(Image point grounding data)
• • •
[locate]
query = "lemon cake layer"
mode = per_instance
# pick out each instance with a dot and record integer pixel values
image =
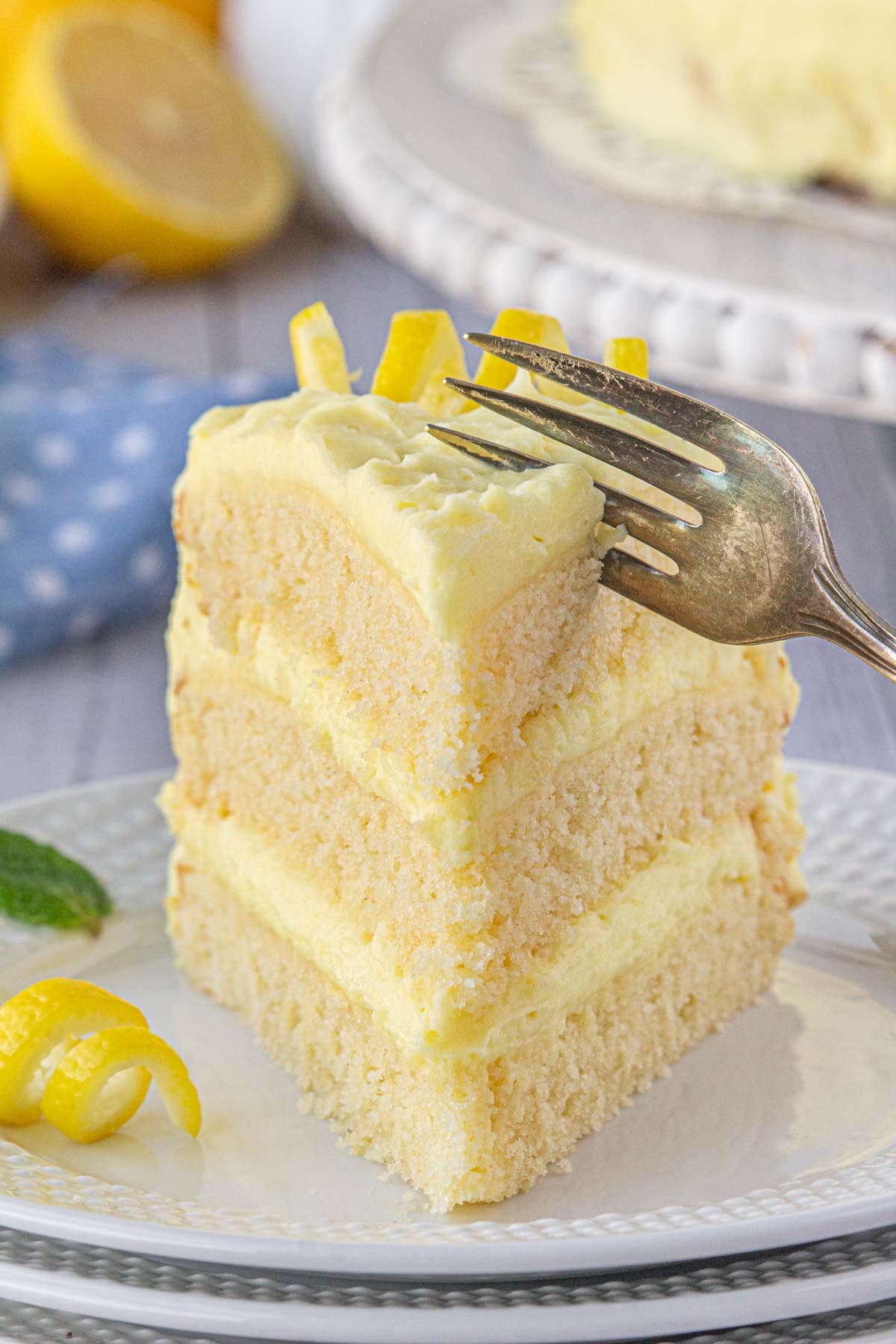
(695, 939)
(458, 933)
(430, 697)
(788, 89)
(477, 846)
(629, 663)
(437, 596)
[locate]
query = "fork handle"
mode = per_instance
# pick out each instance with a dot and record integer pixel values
(841, 616)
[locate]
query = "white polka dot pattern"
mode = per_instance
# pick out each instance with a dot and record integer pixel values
(89, 452)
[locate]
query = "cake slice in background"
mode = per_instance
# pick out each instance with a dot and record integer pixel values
(795, 90)
(477, 847)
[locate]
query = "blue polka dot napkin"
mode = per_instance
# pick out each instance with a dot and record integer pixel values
(89, 452)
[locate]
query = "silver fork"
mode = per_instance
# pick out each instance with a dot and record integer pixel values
(758, 566)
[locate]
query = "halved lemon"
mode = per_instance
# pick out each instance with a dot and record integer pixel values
(19, 16)
(127, 136)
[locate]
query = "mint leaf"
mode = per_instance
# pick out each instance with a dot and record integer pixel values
(40, 886)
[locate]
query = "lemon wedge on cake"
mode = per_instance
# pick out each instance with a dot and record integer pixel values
(127, 136)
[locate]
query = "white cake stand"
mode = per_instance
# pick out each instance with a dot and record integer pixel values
(457, 137)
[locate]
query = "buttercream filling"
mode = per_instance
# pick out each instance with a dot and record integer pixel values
(682, 880)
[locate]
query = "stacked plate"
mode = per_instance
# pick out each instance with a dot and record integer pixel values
(748, 1196)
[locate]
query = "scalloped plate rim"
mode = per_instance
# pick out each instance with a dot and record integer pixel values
(438, 1251)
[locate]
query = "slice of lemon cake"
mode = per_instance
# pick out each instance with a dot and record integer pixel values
(795, 90)
(476, 846)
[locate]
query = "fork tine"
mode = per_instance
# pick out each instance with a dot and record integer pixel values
(644, 520)
(645, 585)
(485, 450)
(673, 411)
(637, 456)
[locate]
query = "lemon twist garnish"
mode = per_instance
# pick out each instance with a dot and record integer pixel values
(421, 351)
(38, 1026)
(538, 329)
(317, 351)
(101, 1082)
(628, 354)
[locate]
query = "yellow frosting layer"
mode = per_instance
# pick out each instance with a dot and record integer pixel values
(460, 535)
(682, 877)
(455, 823)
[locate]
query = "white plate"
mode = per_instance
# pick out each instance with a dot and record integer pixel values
(781, 1129)
(455, 187)
(824, 1277)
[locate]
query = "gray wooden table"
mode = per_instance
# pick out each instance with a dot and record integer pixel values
(97, 710)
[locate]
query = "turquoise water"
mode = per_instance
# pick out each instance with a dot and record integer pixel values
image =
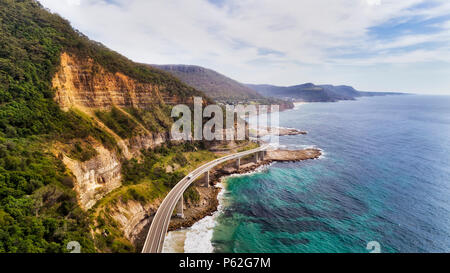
(385, 177)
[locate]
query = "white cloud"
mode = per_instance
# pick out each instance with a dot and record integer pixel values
(281, 42)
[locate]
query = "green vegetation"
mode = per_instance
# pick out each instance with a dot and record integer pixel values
(155, 119)
(117, 121)
(38, 208)
(82, 151)
(144, 181)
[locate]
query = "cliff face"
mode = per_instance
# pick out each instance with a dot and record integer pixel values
(85, 84)
(96, 177)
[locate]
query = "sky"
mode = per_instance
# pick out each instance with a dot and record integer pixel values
(373, 45)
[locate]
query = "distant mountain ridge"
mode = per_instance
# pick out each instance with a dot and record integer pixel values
(310, 92)
(212, 83)
(220, 87)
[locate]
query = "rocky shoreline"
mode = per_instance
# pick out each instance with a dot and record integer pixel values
(208, 196)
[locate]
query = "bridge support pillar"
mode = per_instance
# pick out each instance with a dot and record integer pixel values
(179, 208)
(256, 157)
(207, 179)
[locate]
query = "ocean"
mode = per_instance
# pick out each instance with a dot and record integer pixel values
• • •
Your goal
Only the text of the records belongs in the answer, printed exactly and without pictures.

Solution for this problem
[locate]
query = "lemon cake layer"
mode = per_instance
# pick out each instance with a dot and record integer pixel values
image =
(695, 939)
(458, 933)
(430, 697)
(788, 89)
(477, 846)
(629, 663)
(437, 596)
[locate]
query = "fork handle"
mode = per_instance
# pick out each instance with a dot and record integer pixel values
(841, 616)
[locate]
query = "white polka dot pattern"
mode = per_instance
# pick out each instance with a dot and record integer pixel values
(89, 452)
[locate]
query = "cake slice in background"
mode = per_instance
# pick out each instance with a dot and record integer pixel values
(795, 90)
(477, 847)
[locate]
query = "blue polka dot napkin"
mode = per_instance
# pick out each instance with a dot and record integer pixel values
(89, 452)
[locate]
query = "silver fork"
mode = per_instance
# pick out each instance with a dot and record integer pixel values
(758, 566)
[locate]
query = "halved lemon"
mode = per_instance
# pick out each instance with a dot and record integer pixel values
(19, 16)
(127, 136)
[locate]
query = "mint leaf"
mode = per_instance
# pick out each instance with a dot and record integer pixel values
(40, 886)
[locate]
query = "lemon wedge on cake"
mode = per_instance
# pick out each instance with a dot and record integer pixel values
(127, 136)
[locate]
query = "white cake stand"
mode = per_instance
# pick out each instance with a dot and record integer pixel values
(457, 137)
[locate]
query = "buttercream filling"
mode = per_instance
# pick out each instance with a dot and record integer pixel values
(682, 880)
[locate]
query = "stacked plate"
mode = per_instance
# pick out each instance with a dot and record integer pixel values
(748, 1196)
[locate]
query = "scalloped plate rim"
mode = per_instance
# pick out each instance with a dot and record integer pixel values
(438, 1251)
[locate]
query = "slice of lemon cake"
mode = per_instance
# pick out each instance with a dot and record integer pixel values
(795, 90)
(476, 846)
[locate]
query = "fork tine"
mode = per_instance
# pick out each instance with a dot and record integer pixel values
(644, 520)
(645, 585)
(485, 450)
(673, 411)
(637, 456)
[locate]
query = "lemon twist garnish"
mode = per_instance
# pick out each instance with a dot and record integer pixel values
(421, 351)
(38, 1026)
(538, 329)
(317, 351)
(101, 1082)
(628, 354)
[locate]
query = "yellow frosting layer"
mode = per_instance
# pick out each instance with a dot and record integer pixel values
(460, 535)
(682, 877)
(455, 823)
[locate]
query = "white plate"
mode = per_instance
# pick out each instance with a dot and record integer pixel values
(781, 1129)
(455, 187)
(824, 1277)
[locate]
query = "gray wooden table"
mode = per_instance
# pick out each instance with a dot and record integer pixel values
(97, 710)
[locate]
query = "turquoise water"
mode = per_instance
# pick out each instance with a dot and record integer pixel values
image =
(385, 177)
[locate]
query = "white cloud"
mode = per_instance
# pick out each instance with a dot and record integer pixel values
(281, 42)
[locate]
query = "green vegetation"
mode = per_instance
# pick out each instance with a dot and record integer pixel values
(155, 119)
(117, 121)
(38, 208)
(82, 151)
(144, 181)
[locate]
query = "cliff face"
mode = per_instance
# pick out each instance with a dot and record integer pixel values
(85, 84)
(96, 177)
[locate]
query = "sky"
mode = per_instance
# pick out each instance with a dot and record integer pixel values
(373, 45)
[locate]
query = "distant mountain ridge"
mode = per_instance
# pick out each instance with a dot and record integer pixel values
(310, 92)
(212, 83)
(220, 87)
[locate]
query = "rocky shoreline"
mode = per_instance
# pick out each instance with a dot and record integer pixel values
(208, 196)
[locate]
query = "bridge support pillar"
mode = per_instance
# pick out each instance with a dot and record integer pixel values
(179, 208)
(256, 157)
(207, 179)
[locate]
query = "ocean"
mode = per_instance
# pick out each instance with a dot and record integer pixel values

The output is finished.